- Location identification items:
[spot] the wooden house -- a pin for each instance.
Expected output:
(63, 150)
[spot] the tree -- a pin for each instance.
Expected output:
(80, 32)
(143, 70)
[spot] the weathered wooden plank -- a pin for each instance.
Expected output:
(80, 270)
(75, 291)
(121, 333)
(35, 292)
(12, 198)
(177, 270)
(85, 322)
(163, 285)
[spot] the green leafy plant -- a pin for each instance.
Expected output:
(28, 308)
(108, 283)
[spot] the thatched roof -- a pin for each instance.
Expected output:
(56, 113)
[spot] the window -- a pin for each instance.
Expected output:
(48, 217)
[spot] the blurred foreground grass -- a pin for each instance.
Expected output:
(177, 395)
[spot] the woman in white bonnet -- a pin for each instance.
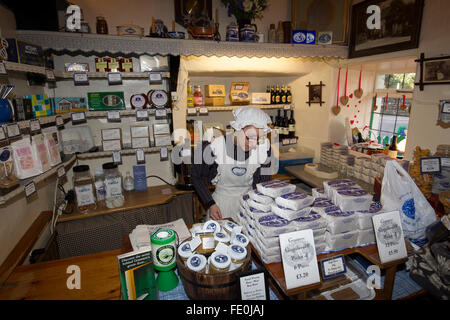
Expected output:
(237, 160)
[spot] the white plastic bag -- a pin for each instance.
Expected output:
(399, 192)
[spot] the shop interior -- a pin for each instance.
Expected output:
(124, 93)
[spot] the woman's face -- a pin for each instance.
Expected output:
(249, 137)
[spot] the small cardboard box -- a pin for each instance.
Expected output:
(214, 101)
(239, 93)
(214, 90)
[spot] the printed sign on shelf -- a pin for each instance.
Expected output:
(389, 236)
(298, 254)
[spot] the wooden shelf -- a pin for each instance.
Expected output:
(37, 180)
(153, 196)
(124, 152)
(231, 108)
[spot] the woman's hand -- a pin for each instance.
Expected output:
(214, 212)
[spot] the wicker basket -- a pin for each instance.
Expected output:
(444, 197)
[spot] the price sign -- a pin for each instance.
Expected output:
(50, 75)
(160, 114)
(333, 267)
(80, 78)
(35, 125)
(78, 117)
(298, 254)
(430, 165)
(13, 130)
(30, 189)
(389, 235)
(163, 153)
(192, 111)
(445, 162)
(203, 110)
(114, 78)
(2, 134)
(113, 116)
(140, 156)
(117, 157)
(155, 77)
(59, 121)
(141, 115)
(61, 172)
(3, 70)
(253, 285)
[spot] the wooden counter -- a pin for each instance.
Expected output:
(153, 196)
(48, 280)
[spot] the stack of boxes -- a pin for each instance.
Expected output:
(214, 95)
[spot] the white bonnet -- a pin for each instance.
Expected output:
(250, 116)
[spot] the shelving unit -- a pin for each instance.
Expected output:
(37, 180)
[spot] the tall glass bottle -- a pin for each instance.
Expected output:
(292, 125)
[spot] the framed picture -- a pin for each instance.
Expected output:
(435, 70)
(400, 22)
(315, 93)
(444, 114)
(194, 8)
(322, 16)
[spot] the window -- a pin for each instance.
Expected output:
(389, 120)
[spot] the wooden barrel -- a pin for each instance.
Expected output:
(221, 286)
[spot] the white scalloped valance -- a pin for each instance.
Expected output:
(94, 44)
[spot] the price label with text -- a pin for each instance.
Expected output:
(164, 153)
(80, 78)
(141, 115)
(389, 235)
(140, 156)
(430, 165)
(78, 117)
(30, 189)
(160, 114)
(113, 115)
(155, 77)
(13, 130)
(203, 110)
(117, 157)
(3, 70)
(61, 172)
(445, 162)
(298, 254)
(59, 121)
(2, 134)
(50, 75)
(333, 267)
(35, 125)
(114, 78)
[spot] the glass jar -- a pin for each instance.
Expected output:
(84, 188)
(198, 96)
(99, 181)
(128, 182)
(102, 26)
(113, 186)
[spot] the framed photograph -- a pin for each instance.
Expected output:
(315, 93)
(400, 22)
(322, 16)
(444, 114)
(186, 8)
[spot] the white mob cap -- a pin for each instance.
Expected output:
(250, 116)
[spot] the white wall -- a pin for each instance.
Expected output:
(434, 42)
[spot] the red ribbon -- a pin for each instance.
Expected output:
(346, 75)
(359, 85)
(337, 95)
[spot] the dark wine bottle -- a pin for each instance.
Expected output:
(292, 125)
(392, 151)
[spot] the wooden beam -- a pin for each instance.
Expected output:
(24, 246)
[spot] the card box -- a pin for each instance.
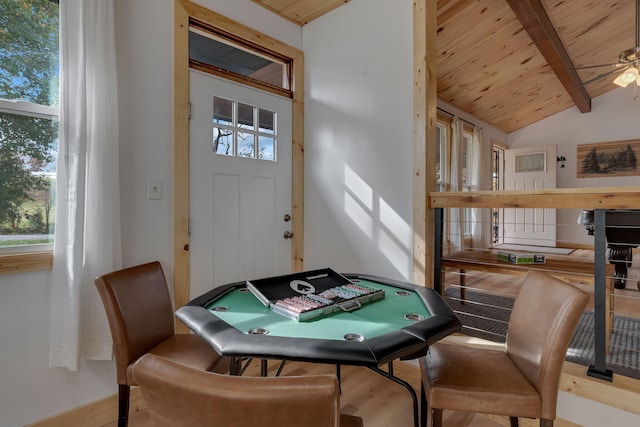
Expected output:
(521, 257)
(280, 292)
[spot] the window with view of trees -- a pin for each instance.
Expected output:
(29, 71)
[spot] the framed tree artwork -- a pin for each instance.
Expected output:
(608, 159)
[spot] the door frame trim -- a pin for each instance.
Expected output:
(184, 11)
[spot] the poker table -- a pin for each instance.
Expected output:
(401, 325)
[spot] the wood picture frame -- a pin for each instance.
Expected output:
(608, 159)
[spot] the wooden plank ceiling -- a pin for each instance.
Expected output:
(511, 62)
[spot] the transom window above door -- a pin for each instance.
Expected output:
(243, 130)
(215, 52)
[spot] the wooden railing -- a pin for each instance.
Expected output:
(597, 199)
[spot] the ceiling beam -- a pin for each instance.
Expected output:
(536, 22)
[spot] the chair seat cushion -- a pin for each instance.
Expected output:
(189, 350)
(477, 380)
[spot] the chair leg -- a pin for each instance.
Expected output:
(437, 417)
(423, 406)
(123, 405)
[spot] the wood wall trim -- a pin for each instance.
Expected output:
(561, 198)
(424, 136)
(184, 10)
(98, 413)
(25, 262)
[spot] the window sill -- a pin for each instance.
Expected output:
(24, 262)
--
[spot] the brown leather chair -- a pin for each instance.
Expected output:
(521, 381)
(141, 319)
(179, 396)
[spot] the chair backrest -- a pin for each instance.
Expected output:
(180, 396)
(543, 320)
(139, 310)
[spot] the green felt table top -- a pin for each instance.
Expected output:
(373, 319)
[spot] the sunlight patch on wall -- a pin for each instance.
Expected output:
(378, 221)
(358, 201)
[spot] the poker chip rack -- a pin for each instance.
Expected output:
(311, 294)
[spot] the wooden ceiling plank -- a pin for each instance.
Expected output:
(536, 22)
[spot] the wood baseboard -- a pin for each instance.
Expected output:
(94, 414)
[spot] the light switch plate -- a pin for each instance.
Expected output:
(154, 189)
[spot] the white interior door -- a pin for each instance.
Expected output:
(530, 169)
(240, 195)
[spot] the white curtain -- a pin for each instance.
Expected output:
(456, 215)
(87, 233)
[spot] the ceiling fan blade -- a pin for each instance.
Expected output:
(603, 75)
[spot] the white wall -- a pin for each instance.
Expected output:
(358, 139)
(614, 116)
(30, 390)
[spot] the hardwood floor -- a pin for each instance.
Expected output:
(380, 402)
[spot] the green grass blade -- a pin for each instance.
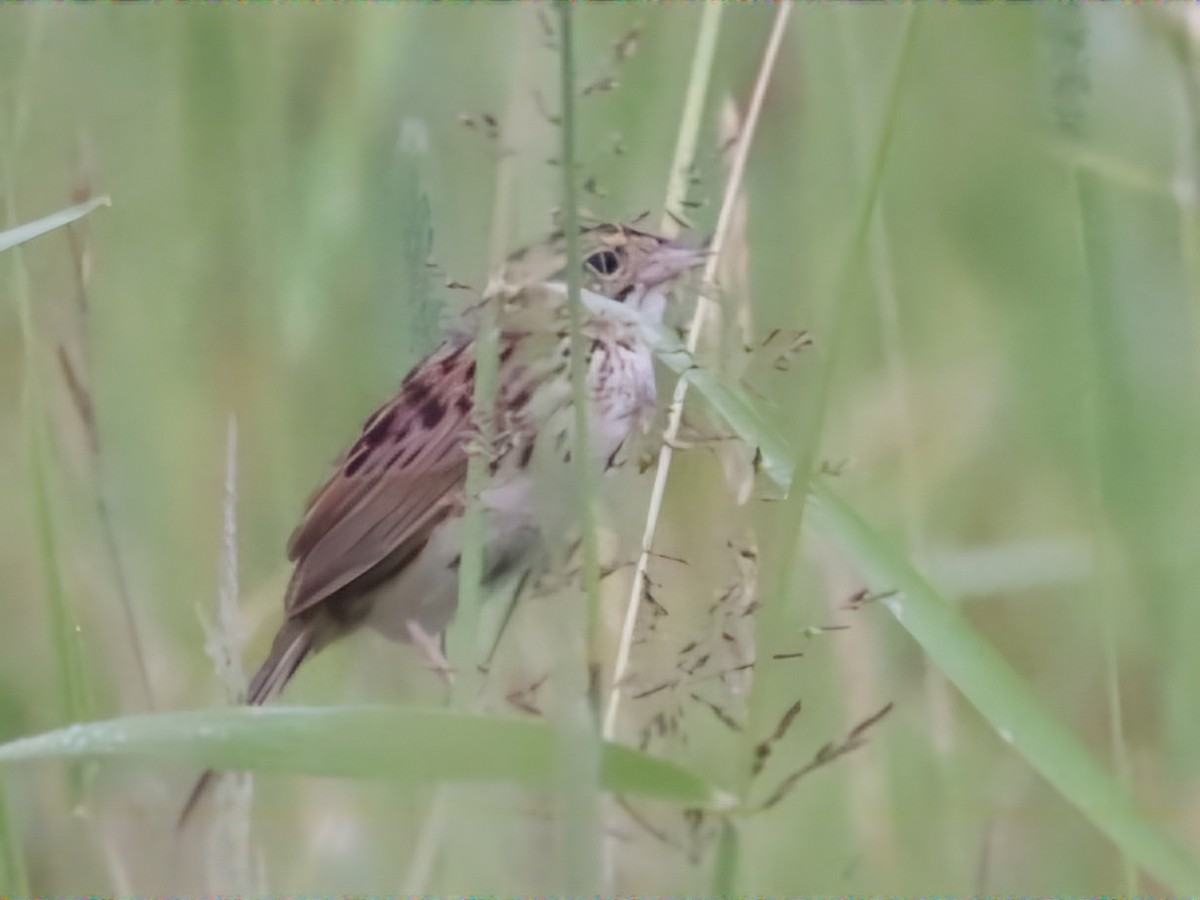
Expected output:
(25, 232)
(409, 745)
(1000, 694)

- To do:
Lay out the records from the line with "[spot] the wooden ceiling" to the line with "(1000, 694)", both included, as a Markdown table with the columns No. and Line. Give one numbered row per line, skip blank lines, and leave the pictures out.

- Answer to the exercise:
| No. | Line |
|---|---|
| 1 | [spot] the wooden ceiling plank -- a pin for each instance. |
| 2 | Expected output: |
| 3 | (536, 22) |
| 4 | [spot] the wood baseboard -- a pin for each instance. |
| 5 | Expected output: |
| 6 | (94, 414) |
| 7 | [spot] the light switch plate -- a pin for each instance. |
| 8 | Expected output: |
| 9 | (154, 189) |
| 10 | [spot] the white interior door -- a pin for each instance. |
| 11 | Expected output: |
| 12 | (530, 169) |
| 13 | (240, 195) |
| 14 | [spot] the white curtain -- a pin for each instance. |
| 15 | Expected output: |
| 16 | (456, 215) |
| 17 | (87, 233) |
| 18 | [spot] the ceiling fan blade -- a pin for each instance. |
| 19 | Expected output: |
| 20 | (603, 75) |
| 21 | [spot] the white wall -- a pin for each instance. |
| 22 | Expected output: |
| 23 | (358, 139) |
| 24 | (614, 116) |
| 25 | (30, 390) |
| 26 | [spot] the hardwood floor -- a pin for each instance. |
| 27 | Expected output: |
| 28 | (380, 402) |
| 29 | [spot] the green grass blade -- a pin for each instance. |
| 30 | Expected output: |
| 31 | (25, 232) |
| 32 | (409, 745) |
| 33 | (1000, 694) |